* Do this: All the records that follow need to be reproduced exactly. Omit the images.

Dataset excerpt
● ● ● ●
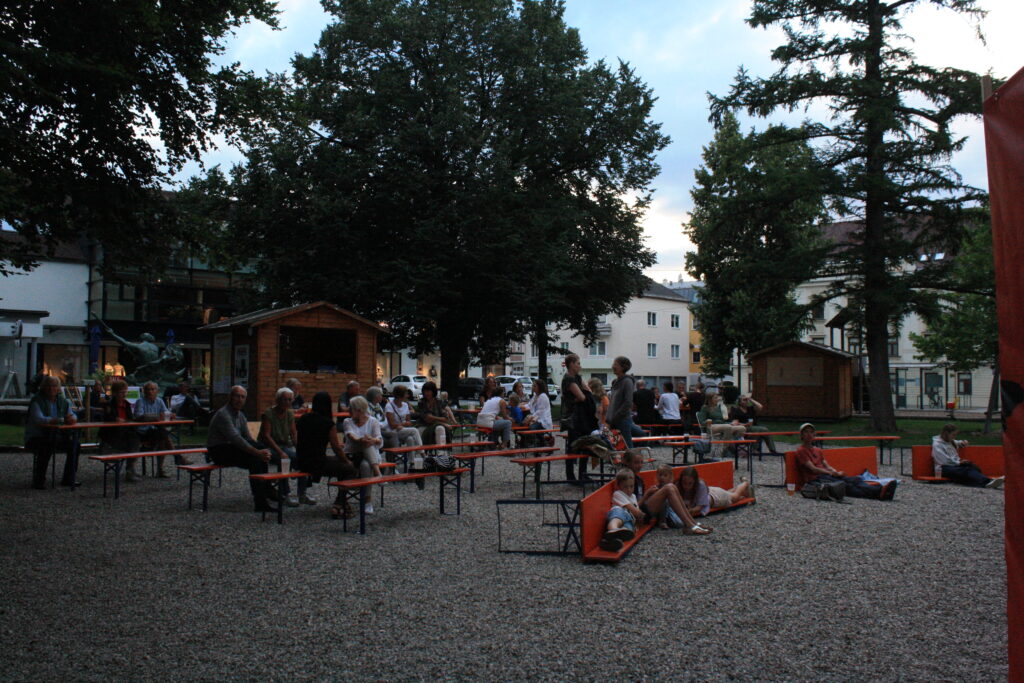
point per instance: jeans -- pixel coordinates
(628, 430)
(969, 474)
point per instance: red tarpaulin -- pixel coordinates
(1005, 145)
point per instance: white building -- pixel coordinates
(653, 333)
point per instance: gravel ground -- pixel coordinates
(788, 589)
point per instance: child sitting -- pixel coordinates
(624, 515)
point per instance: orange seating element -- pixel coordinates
(989, 459)
(853, 461)
(594, 509)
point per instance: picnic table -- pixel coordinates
(75, 433)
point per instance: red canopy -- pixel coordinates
(1005, 144)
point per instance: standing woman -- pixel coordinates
(47, 407)
(621, 408)
(436, 417)
(579, 414)
(315, 430)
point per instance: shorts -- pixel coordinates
(720, 498)
(624, 514)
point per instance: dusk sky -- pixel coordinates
(683, 49)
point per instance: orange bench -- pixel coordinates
(989, 460)
(115, 462)
(594, 509)
(357, 488)
(852, 460)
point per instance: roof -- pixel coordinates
(264, 315)
(654, 291)
(820, 348)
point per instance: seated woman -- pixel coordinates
(119, 439)
(948, 464)
(396, 426)
(363, 438)
(276, 431)
(314, 431)
(495, 416)
(48, 407)
(435, 416)
(700, 499)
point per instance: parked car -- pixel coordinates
(412, 382)
(470, 387)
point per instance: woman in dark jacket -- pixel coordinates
(315, 429)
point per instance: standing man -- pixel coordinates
(574, 418)
(812, 463)
(229, 444)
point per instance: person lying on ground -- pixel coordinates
(948, 464)
(812, 463)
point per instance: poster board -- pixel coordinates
(221, 371)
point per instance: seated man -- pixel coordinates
(229, 444)
(812, 463)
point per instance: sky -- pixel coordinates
(683, 49)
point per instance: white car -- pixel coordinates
(412, 382)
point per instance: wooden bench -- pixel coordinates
(469, 459)
(356, 488)
(594, 509)
(989, 459)
(535, 465)
(115, 462)
(853, 461)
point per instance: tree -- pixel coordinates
(456, 170)
(888, 142)
(99, 103)
(757, 204)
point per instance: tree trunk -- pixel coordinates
(878, 306)
(541, 341)
(993, 400)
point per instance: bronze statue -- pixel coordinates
(166, 367)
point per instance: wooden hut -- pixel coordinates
(322, 345)
(803, 381)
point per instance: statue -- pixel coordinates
(166, 367)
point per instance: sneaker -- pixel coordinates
(610, 544)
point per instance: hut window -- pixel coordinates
(317, 350)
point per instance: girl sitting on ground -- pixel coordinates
(624, 515)
(700, 499)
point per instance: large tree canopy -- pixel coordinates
(456, 169)
(888, 140)
(99, 102)
(757, 205)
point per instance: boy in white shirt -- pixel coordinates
(624, 515)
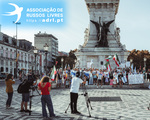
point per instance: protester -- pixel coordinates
(45, 87)
(120, 77)
(9, 89)
(100, 81)
(115, 78)
(58, 78)
(75, 84)
(28, 82)
(90, 78)
(94, 76)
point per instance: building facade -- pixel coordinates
● ● ● ●
* Final answer:
point per instance: jeans -- pixel coordinates
(628, 430)
(969, 474)
point per instance: red tarpaulin -- pixel coordinates
(1005, 145)
point per instance: white building -- pixel coordinates
(653, 333)
point per instance: gravel ground -- pixel coordinates
(788, 589)
point per instance: child sitting -- pixel coordinates
(624, 515)
point per instance: orange seating element -- pixel coordinates
(989, 459)
(853, 461)
(594, 509)
point per instance: picnic table -- pixel coordinates
(75, 433)
point per instance: red canopy -- pixel coordinates
(1005, 144)
point per instance: standing woman -- pixel coordinates
(47, 407)
(621, 408)
(436, 417)
(579, 414)
(315, 430)
point per instance: shorts -- pixel coordinates
(720, 498)
(624, 514)
point per instance: dusk sky -- pixel coordinates
(683, 49)
point per instance: orange bench -- pixel coordinates
(989, 460)
(115, 462)
(594, 509)
(357, 488)
(852, 460)
point per instance: roof -- pixel coordinates
(264, 315)
(654, 291)
(820, 348)
point per instance: seated woman -- pixel coordinates
(119, 439)
(948, 464)
(396, 426)
(363, 438)
(276, 431)
(314, 431)
(495, 416)
(48, 407)
(435, 416)
(700, 499)
point per instance: parked car -- pixel coordinates
(412, 382)
(470, 387)
point per instance: woman in dark jacket -- pixel coordinates
(315, 429)
point per instance: standing man -- pixel coordinates
(574, 418)
(812, 463)
(229, 444)
point per instance: person lying on ground -- pixel coordinates
(948, 464)
(812, 463)
point per instance: poster board -- pixel coordinates
(221, 371)
point per instance: seated man -- pixel coordinates
(229, 444)
(812, 463)
point per instance: sky -- pixel coordinates
(683, 49)
point per instance: white car -- pixel coordinates
(412, 382)
point per instance: wooden bench -- pixel coordinates
(469, 459)
(356, 488)
(594, 509)
(989, 459)
(535, 465)
(115, 462)
(853, 461)
point per instance: tree -- pixel coordinates
(456, 170)
(888, 142)
(99, 103)
(757, 204)
point per instance: tree trunk -- pixel coordinates
(878, 306)
(541, 341)
(993, 400)
point per instance: bronze statue -- pixel coordinates
(166, 367)
point per instance: wooden hut -- pixel coordinates
(322, 345)
(803, 381)
point per instance: statue -- pixel coordinates
(166, 367)
point per instance: sneaker -- pixel coordinates
(610, 544)
point per instance: hut window -- pixel coordinates
(317, 350)
point per instance: girl sitting on ground -- pixel coordinates
(624, 515)
(700, 499)
point per instance: large tree canopy -- pixel coordinates
(456, 169)
(888, 140)
(99, 102)
(757, 205)
point per instance: boy in white shirt -- pixel coordinates
(624, 515)
point per instance: protester -- pixel coordinates
(45, 87)
(120, 77)
(9, 89)
(100, 81)
(115, 78)
(58, 78)
(75, 84)
(28, 82)
(90, 78)
(94, 76)
point per instance: building facade -- pixel coordinates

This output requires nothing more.